_What this task involves:_ Lines of the listing below that contain the string "bowl" are to be returned.

⟨

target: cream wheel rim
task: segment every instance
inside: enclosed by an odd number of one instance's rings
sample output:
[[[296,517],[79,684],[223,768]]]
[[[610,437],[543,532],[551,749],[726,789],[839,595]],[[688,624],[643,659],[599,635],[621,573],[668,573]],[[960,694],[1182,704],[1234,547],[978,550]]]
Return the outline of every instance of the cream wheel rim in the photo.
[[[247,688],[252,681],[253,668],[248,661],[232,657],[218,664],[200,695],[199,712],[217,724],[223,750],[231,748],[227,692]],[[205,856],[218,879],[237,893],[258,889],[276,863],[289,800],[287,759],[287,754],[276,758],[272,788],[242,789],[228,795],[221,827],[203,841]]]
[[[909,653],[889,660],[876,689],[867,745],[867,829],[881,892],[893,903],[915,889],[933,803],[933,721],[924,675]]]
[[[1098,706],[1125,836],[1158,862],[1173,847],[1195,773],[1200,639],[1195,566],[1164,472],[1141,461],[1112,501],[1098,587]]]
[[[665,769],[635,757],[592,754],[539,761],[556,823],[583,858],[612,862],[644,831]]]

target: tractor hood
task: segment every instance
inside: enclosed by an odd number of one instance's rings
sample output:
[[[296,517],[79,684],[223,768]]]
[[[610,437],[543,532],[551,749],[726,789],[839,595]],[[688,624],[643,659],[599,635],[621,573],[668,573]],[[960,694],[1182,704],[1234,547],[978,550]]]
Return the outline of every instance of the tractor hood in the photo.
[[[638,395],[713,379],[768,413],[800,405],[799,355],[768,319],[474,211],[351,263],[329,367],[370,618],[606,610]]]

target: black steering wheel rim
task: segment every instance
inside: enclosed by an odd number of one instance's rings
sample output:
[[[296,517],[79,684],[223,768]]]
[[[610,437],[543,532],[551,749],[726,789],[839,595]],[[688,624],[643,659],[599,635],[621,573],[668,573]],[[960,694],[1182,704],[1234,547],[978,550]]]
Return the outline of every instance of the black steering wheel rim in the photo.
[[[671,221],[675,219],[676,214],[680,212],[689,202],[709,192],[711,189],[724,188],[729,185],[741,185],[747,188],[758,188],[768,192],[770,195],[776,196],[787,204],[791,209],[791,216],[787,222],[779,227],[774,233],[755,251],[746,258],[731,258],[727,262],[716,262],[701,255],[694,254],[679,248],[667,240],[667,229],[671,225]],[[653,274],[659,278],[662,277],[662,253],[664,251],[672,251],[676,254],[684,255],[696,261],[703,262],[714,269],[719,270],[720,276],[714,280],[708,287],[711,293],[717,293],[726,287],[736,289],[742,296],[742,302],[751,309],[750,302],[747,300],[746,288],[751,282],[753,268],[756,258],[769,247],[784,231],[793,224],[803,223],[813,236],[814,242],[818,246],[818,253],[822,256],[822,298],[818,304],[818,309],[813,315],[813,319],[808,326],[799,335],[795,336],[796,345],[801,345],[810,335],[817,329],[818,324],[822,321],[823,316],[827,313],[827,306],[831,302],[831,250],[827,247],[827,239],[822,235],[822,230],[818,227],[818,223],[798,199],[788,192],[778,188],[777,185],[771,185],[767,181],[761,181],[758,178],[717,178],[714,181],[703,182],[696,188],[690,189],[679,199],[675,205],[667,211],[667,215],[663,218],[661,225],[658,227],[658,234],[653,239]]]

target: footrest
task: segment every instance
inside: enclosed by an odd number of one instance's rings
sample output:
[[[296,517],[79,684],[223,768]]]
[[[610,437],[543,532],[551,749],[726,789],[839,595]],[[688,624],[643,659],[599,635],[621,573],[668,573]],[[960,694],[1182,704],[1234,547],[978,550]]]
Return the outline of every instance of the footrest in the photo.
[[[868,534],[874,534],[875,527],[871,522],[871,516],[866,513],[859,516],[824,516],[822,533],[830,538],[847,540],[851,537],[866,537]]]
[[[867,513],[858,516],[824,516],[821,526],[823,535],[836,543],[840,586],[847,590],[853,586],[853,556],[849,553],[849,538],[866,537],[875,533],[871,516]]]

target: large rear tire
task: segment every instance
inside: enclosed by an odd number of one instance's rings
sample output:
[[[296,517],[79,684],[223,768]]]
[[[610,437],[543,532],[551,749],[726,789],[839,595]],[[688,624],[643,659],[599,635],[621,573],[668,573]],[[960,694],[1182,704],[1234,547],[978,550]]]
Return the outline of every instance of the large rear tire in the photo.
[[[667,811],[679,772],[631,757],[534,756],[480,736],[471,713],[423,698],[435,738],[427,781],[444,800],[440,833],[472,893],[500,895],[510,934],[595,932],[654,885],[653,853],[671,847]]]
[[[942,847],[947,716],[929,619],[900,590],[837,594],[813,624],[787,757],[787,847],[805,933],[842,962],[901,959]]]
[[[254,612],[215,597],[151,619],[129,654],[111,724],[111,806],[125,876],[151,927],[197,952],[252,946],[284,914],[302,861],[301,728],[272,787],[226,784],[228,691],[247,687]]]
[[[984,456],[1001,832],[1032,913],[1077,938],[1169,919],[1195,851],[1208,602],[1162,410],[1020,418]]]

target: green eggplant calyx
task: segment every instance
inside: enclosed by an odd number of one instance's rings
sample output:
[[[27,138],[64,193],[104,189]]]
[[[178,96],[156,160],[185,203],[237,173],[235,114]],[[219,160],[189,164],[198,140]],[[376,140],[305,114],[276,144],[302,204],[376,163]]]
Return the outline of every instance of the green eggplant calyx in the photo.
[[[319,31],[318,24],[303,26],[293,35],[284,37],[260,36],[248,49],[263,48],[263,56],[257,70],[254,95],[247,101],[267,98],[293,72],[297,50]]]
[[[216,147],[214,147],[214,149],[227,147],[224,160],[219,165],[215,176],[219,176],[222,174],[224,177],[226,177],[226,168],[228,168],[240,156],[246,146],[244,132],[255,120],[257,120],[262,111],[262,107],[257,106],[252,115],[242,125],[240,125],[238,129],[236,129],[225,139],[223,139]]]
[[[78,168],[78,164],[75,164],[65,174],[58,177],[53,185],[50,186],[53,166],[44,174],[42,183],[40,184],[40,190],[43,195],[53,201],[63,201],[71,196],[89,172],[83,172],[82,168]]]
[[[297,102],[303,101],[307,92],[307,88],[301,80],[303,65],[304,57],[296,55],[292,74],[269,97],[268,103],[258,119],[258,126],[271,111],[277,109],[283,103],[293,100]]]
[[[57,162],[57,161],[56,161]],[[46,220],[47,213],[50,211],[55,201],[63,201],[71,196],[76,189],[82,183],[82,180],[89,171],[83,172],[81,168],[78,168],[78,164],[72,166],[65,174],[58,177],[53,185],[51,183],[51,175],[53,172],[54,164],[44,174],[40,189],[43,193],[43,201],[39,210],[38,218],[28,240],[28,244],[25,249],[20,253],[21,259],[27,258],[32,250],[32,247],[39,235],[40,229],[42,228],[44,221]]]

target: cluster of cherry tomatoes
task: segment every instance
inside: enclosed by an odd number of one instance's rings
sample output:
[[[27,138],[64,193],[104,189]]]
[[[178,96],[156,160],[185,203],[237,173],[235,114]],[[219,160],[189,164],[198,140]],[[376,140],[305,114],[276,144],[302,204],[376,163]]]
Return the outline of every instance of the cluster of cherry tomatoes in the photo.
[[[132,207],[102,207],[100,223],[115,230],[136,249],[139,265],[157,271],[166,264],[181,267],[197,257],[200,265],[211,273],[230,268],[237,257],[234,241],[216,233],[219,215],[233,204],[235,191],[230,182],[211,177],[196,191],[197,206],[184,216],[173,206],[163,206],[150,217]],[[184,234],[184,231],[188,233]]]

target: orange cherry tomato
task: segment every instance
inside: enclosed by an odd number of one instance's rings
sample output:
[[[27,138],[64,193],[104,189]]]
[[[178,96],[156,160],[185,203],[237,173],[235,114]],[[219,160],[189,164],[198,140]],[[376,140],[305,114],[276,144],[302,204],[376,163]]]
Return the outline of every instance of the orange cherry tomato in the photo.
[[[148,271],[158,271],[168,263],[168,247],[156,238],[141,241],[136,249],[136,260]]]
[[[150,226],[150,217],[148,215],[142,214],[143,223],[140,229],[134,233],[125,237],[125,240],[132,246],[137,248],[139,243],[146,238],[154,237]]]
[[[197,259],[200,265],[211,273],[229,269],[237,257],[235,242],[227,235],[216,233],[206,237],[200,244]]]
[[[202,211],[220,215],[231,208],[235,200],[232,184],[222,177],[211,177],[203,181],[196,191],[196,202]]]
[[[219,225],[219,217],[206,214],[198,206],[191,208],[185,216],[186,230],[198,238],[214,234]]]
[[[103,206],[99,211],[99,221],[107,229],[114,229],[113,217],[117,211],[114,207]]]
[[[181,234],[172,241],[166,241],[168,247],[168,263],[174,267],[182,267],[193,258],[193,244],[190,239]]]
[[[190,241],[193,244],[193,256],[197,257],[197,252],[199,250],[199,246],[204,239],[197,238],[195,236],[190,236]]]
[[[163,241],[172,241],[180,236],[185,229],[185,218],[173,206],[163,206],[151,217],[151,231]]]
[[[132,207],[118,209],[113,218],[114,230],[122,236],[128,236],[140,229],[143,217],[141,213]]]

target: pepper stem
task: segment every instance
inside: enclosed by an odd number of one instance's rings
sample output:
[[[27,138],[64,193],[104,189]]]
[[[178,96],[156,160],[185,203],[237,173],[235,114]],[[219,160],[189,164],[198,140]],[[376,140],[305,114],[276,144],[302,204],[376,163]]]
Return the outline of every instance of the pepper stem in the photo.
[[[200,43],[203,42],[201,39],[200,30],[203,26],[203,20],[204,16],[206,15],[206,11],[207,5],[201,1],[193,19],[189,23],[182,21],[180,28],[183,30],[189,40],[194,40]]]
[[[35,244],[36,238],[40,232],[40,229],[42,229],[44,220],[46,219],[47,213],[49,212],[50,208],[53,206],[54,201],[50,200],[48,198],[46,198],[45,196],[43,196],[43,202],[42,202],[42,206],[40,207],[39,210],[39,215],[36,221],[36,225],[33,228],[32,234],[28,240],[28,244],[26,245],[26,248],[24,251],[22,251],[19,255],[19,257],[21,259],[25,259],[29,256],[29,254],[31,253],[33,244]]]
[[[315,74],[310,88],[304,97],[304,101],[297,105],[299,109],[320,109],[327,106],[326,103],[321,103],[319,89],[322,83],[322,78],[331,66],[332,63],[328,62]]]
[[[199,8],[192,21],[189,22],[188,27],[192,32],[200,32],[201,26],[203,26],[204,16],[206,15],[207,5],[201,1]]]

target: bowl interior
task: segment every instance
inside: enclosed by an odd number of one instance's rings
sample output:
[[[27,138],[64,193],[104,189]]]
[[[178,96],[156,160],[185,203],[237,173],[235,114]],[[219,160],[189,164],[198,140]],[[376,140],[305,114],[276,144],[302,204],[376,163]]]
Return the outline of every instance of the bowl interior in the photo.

⟩

_Response to this task:_
target: bowl interior
Return the outline of every instance of the bowl interior in the photo.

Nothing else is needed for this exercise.